**Task item:** In the records below, find the line containing "cluster of green"; copy exactly that line and all lines after it to the end, and nothing else.
——————
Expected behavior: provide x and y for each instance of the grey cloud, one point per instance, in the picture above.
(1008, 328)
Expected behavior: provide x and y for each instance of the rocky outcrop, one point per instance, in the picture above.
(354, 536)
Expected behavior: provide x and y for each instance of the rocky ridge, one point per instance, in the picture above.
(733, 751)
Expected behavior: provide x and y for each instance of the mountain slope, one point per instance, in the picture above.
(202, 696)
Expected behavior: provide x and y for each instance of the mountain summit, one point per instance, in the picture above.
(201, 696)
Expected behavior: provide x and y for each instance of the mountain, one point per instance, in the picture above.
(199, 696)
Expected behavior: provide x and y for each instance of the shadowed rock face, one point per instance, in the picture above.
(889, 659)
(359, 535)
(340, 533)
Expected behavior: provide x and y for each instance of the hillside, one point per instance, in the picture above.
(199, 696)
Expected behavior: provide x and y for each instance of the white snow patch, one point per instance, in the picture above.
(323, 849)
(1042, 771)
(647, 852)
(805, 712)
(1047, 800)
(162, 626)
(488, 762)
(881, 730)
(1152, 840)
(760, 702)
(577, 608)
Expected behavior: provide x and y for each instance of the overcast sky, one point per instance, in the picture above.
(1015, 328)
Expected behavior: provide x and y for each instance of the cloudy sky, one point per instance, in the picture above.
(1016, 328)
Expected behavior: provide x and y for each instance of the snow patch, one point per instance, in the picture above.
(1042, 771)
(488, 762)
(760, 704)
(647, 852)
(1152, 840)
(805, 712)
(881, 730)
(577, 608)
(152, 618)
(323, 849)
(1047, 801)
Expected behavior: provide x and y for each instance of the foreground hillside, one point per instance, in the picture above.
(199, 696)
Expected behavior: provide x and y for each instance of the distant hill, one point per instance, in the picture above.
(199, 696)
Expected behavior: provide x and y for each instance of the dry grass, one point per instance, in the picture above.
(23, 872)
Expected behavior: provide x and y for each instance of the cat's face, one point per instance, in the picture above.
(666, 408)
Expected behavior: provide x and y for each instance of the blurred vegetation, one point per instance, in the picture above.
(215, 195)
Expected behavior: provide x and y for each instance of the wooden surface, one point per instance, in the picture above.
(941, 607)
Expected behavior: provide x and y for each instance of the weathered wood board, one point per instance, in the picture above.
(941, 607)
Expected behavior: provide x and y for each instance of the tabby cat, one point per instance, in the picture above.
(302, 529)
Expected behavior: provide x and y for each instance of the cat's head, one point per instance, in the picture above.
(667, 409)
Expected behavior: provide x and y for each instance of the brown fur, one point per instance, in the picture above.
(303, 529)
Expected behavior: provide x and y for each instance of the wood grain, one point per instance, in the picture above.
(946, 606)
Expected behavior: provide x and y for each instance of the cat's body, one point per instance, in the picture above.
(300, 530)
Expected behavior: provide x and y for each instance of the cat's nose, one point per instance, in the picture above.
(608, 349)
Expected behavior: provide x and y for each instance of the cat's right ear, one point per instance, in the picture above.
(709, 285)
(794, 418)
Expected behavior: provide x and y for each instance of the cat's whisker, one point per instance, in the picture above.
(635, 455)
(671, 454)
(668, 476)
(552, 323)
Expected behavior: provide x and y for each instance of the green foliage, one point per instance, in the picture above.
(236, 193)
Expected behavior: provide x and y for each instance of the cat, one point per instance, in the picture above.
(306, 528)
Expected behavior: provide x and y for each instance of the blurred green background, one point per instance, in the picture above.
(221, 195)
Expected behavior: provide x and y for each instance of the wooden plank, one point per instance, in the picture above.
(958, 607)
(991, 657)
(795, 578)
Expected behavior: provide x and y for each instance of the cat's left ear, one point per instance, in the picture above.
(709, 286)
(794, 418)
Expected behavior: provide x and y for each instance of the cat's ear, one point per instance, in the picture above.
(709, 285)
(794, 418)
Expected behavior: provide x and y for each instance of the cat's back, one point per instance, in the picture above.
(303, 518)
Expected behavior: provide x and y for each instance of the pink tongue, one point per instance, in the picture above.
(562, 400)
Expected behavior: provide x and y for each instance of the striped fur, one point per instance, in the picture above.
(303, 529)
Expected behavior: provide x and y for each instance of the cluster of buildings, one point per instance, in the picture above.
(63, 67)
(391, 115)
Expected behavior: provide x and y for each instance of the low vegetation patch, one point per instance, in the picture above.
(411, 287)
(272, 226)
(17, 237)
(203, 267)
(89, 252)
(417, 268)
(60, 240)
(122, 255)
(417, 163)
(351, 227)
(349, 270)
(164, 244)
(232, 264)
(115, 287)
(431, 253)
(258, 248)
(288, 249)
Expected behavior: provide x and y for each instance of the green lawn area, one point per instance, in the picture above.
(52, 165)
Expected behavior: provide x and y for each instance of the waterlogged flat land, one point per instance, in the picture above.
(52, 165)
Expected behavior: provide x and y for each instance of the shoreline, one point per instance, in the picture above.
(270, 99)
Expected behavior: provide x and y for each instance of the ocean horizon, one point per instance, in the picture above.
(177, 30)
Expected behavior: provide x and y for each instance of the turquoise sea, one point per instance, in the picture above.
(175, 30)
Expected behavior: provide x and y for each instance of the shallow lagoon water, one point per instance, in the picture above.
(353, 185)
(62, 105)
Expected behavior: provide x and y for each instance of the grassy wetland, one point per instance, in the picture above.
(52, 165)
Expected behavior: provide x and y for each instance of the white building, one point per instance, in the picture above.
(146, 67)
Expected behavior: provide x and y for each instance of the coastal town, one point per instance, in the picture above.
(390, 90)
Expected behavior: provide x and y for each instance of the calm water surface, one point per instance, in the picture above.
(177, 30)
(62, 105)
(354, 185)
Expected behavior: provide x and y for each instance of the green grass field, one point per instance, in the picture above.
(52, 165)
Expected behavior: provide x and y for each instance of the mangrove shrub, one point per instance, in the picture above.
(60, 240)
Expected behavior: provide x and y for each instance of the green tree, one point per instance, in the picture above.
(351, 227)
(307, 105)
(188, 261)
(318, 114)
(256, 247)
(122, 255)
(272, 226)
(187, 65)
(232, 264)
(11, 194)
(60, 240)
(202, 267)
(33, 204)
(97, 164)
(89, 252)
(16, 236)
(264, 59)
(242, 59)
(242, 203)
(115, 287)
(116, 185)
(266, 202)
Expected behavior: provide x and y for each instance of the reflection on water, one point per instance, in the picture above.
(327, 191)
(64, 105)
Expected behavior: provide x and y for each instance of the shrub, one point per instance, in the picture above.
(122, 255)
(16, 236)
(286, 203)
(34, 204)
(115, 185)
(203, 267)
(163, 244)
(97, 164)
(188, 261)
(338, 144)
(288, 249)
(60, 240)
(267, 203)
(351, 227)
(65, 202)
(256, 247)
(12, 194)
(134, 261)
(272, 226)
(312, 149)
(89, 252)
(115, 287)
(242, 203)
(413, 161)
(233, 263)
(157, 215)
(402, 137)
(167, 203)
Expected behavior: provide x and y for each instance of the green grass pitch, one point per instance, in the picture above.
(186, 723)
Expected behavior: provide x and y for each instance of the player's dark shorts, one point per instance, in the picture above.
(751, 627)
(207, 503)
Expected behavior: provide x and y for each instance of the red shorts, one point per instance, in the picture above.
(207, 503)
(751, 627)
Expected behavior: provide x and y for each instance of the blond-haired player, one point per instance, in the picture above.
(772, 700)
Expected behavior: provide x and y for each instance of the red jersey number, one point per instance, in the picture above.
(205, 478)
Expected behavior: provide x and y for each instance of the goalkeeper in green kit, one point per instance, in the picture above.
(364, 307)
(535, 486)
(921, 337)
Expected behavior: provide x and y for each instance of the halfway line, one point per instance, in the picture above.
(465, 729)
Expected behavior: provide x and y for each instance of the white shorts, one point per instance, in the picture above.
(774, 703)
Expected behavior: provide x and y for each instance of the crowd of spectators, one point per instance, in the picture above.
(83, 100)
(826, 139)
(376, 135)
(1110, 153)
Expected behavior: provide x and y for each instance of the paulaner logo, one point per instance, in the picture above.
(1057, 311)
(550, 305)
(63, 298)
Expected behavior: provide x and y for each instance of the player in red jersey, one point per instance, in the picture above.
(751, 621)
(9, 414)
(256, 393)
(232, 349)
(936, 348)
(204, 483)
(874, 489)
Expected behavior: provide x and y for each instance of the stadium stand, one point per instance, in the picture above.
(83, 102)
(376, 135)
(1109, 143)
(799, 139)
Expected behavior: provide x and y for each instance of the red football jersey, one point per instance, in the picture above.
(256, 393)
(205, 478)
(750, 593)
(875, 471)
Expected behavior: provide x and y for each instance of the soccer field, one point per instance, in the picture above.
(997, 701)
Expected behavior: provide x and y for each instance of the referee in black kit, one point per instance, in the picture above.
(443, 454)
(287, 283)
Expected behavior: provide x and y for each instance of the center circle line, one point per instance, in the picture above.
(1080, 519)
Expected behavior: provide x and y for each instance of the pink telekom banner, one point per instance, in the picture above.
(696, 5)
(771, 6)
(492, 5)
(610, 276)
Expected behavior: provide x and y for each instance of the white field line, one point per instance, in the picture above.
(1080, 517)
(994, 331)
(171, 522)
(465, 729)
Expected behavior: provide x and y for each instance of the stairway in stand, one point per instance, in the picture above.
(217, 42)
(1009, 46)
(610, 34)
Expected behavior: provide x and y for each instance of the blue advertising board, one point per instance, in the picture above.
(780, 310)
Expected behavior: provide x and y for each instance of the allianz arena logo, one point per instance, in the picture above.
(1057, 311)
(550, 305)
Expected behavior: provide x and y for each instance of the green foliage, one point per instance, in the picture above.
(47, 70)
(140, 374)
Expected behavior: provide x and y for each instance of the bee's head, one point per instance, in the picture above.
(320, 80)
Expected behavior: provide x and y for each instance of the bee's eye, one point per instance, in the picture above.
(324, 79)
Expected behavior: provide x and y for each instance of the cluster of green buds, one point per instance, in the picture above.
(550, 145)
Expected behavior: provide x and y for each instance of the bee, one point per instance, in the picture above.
——————
**Exercise output:**
Expected behavior: provide x and y for each instance of the cluster of green buds, one point per instance, in the picture above.
(550, 145)
Expected behavior: provide x and y for each instance of the bee, one point per instance, in the picture above.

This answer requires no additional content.